- What the exercise asks
Copy the data below word for word, leaving out any pictures.

════════

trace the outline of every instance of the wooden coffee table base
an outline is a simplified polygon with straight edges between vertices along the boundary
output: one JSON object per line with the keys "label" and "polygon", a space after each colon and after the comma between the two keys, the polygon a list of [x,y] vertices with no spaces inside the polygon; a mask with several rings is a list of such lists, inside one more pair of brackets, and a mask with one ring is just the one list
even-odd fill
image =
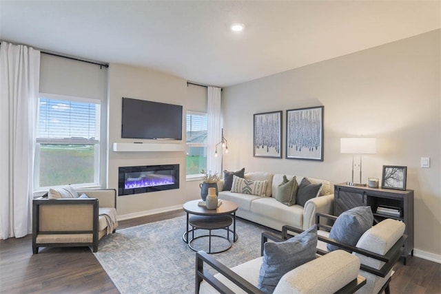
{"label": "wooden coffee table base", "polygon": [[[199,200],[192,200],[185,202],[183,205],[184,211],[187,213],[187,224],[185,232],[182,236],[183,240],[188,246],[193,251],[198,249],[194,246],[194,241],[198,238],[208,238],[209,253],[218,253],[229,249],[233,243],[237,241],[238,235],[236,233],[236,211],[238,209],[237,204],[232,201],[223,200],[222,204],[216,209],[207,209],[204,207],[198,205]],[[190,215],[192,216],[190,217]],[[233,230],[229,227],[232,224]],[[191,227],[191,229],[189,229]],[[212,230],[224,229],[226,231],[227,237],[219,235],[213,235]],[[208,230],[208,234],[194,236],[194,231],[196,230]],[[190,239],[190,233],[192,238]],[[233,235],[230,240],[229,233]],[[212,252],[212,237],[221,238],[229,242],[229,246],[227,249]]]}
{"label": "wooden coffee table base", "polygon": [[[221,252],[226,251],[232,248],[233,245],[233,240],[234,240],[234,232],[229,229],[233,222],[233,220],[229,216],[193,216],[189,218],[189,224],[192,227],[192,229],[189,230],[189,232],[192,232],[192,238],[188,240],[188,246],[194,251],[198,251],[199,250],[193,246],[193,241],[201,238],[208,238],[208,252],[209,254],[220,253]],[[208,235],[202,235],[197,237],[194,237],[194,231],[198,229],[208,230]],[[220,235],[213,235],[212,233],[212,230],[216,229],[225,229],[227,231],[227,237],[222,236]],[[233,234],[233,238],[230,240],[229,232]],[[188,238],[188,235],[187,236]],[[229,242],[229,246],[222,250],[218,250],[216,251],[212,251],[212,238],[220,238],[227,240]]]}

════════

- In response
trace the outline of every instance of the wooden coffee table base
an outline is a simplified polygon with straight edges between vertices along the boundary
output: one JSON object per line with the keys "label" and "polygon", a space after each colon and after the comma between the two keys, the polygon a list of [x,y] vertices with no spaces inside the polygon; a mask with several rings is a list of such lists, inside one more pair of brackets, and a mask with one ring is just the one list
even-odd fill
image =
{"label": "wooden coffee table base", "polygon": [[[199,200],[192,200],[185,202],[183,205],[184,211],[187,213],[187,224],[185,232],[182,236],[183,240],[188,246],[193,251],[198,249],[194,246],[194,241],[198,238],[208,238],[209,253],[218,253],[229,249],[233,243],[237,241],[238,235],[236,233],[236,211],[238,209],[237,204],[232,201],[223,200],[222,204],[216,209],[207,209],[204,207],[198,205]],[[190,215],[192,216],[190,217]],[[233,230],[229,227],[232,224]],[[191,227],[191,229],[189,229]],[[212,230],[224,229],[226,231],[227,237],[219,235],[213,235]],[[208,230],[208,234],[194,236],[194,231],[196,230]],[[190,239],[190,233],[192,238]],[[233,235],[230,240],[229,233]],[[212,252],[212,237],[221,238],[229,242],[229,246],[227,249]]]}
{"label": "wooden coffee table base", "polygon": [[[221,252],[226,251],[232,248],[233,245],[233,240],[234,240],[234,232],[229,229],[233,222],[233,220],[229,216],[193,216],[189,218],[189,224],[192,227],[192,229],[189,230],[189,232],[192,232],[192,238],[188,240],[188,246],[194,251],[198,251],[199,250],[193,246],[193,241],[201,238],[208,238],[208,252],[209,254],[220,253]],[[208,235],[202,235],[197,237],[194,237],[194,231],[198,229],[208,230]],[[220,235],[213,235],[212,233],[212,230],[216,229],[225,229],[227,231],[227,237],[222,236]],[[233,234],[233,238],[230,240],[229,232]],[[188,238],[188,235],[187,236]],[[229,242],[229,246],[222,250],[218,250],[216,251],[212,251],[212,238],[220,238],[227,240]]]}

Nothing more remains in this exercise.